======== Input material ========

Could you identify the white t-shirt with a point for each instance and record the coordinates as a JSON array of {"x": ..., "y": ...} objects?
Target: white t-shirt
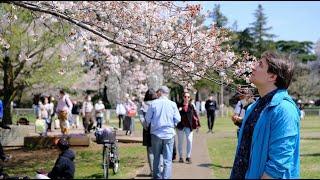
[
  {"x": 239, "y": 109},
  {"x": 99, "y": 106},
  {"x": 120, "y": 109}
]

========
======== Input material ========

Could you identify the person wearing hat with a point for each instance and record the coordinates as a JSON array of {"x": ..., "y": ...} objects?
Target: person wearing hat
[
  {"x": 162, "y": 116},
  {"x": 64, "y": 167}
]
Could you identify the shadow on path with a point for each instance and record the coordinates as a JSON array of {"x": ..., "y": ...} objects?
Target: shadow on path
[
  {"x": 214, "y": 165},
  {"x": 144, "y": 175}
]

========

▸ What to produce:
Pick out each line in the material above that contains the word "record", and copy every such line in full.

▸ Response to this task:
Could you identify the white t-shirt with a point for each instance and record the coordinates as a JSON array of {"x": ..., "y": ...} objects?
Could you identify the person wearing hat with a point for each instance and record the coordinates as a JSON array of {"x": ..., "y": ...} objects?
Could you identify the shadow on path with a point for each instance and record the coordinates as a JSON array of {"x": ..., "y": ...} objects?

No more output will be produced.